### WHAT THIS TASK INVOLVES
Find the line that contains "of the neck" in the entries below. Output it and each later line exactly, and nothing else.

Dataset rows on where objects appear
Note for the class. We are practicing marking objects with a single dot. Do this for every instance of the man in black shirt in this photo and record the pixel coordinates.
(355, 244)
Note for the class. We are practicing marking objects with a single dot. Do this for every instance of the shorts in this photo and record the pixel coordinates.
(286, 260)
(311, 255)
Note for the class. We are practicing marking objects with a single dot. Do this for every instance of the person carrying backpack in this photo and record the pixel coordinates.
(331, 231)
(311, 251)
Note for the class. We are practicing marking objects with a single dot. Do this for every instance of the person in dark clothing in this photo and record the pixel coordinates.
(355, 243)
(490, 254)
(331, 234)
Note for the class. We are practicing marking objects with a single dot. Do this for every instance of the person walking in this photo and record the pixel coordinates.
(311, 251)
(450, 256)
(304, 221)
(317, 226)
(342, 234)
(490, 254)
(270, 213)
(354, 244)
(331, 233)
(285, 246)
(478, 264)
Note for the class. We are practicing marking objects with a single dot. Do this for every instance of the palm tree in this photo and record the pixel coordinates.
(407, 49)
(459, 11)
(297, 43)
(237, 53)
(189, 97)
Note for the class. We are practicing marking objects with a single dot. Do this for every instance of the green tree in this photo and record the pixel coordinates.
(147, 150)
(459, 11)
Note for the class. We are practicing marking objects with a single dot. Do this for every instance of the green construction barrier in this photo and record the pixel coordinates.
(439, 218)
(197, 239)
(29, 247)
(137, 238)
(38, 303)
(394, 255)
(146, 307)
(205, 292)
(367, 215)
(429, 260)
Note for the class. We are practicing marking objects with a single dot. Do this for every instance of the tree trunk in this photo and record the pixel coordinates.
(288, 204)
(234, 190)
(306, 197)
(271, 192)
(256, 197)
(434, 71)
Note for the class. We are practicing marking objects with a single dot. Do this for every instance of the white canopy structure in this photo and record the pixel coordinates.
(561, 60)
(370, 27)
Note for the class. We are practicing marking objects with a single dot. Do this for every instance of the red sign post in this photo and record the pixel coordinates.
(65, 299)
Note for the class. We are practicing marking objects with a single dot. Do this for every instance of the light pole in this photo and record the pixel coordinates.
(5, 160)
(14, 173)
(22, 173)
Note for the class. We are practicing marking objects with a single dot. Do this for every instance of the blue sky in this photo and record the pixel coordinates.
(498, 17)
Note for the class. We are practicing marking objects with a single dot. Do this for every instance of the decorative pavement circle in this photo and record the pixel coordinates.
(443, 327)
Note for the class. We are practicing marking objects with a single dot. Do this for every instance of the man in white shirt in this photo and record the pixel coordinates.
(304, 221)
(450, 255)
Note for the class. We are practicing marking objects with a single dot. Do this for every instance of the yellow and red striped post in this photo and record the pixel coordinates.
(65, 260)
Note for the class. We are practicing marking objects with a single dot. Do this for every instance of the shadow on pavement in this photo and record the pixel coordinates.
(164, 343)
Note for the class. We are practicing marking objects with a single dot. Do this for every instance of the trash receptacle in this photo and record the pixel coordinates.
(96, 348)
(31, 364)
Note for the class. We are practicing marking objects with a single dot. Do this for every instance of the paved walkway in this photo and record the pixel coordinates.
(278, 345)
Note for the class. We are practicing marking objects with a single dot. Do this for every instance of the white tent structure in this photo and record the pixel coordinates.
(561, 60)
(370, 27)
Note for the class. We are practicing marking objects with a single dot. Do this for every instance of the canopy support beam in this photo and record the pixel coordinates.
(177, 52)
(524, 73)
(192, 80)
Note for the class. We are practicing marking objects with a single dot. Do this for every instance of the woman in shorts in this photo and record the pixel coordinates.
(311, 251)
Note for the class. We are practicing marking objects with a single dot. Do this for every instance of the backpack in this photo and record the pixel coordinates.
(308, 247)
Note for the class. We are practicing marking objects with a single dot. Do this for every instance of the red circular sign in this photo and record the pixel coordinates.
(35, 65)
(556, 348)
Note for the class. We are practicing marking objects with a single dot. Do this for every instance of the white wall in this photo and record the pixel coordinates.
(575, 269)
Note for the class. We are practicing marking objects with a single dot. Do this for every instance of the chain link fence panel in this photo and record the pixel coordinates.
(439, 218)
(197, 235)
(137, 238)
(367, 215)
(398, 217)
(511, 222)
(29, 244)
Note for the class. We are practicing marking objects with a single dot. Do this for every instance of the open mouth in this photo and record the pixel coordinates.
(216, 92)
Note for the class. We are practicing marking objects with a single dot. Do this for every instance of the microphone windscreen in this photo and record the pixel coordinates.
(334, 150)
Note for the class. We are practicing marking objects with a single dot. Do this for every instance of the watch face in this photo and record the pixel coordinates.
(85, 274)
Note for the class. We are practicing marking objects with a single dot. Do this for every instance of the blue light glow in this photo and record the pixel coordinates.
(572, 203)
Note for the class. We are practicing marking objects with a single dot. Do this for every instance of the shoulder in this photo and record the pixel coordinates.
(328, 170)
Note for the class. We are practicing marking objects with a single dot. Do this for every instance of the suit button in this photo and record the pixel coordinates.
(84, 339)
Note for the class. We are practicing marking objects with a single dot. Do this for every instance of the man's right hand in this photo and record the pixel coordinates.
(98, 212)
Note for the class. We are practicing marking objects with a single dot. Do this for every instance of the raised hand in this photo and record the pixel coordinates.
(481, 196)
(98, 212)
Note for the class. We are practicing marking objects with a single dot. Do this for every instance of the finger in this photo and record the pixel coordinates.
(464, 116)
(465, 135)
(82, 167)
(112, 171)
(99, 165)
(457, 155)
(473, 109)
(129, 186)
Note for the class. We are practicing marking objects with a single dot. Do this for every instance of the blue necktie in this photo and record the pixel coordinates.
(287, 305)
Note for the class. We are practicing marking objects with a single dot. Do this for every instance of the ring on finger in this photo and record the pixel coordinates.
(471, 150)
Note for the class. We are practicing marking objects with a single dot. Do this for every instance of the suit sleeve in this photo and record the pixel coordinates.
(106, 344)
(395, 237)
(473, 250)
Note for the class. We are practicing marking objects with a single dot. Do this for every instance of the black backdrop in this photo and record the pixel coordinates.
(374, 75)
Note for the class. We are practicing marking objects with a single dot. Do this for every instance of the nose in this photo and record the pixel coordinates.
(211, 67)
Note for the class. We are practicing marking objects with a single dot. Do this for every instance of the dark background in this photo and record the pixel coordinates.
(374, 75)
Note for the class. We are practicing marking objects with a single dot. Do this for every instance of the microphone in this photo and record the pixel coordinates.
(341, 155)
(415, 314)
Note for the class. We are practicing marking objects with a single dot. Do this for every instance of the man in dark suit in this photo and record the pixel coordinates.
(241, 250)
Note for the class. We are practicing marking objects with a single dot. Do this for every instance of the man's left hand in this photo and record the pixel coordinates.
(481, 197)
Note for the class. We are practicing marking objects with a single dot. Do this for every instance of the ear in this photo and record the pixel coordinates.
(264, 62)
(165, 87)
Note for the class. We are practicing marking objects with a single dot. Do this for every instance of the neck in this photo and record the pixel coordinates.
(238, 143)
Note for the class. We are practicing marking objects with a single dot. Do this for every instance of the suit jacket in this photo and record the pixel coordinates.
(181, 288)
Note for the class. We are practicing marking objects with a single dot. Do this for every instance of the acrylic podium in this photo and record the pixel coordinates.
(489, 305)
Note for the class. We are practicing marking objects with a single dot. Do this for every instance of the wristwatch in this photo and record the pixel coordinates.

### ANSWER
Note for the class. We are practicing marking objects with a single dot. Do this for every instance of the neck in this photo and record the pixel coordinates.
(238, 143)
Note for the class. We are practicing marking objects with a single dot. Do this for every instance of the suit jacket in this photo and record the pixel coordinates.
(181, 288)
Note for the class. We are practicing marking objects with a single dot. Do this for every instance of the acrylic podium in this photo and record the pixel coordinates.
(489, 305)
Note for the class. We are practicing marking objects with a single dot. Do this for every instance of the wristwatch in this photo and record the pixel coordinates.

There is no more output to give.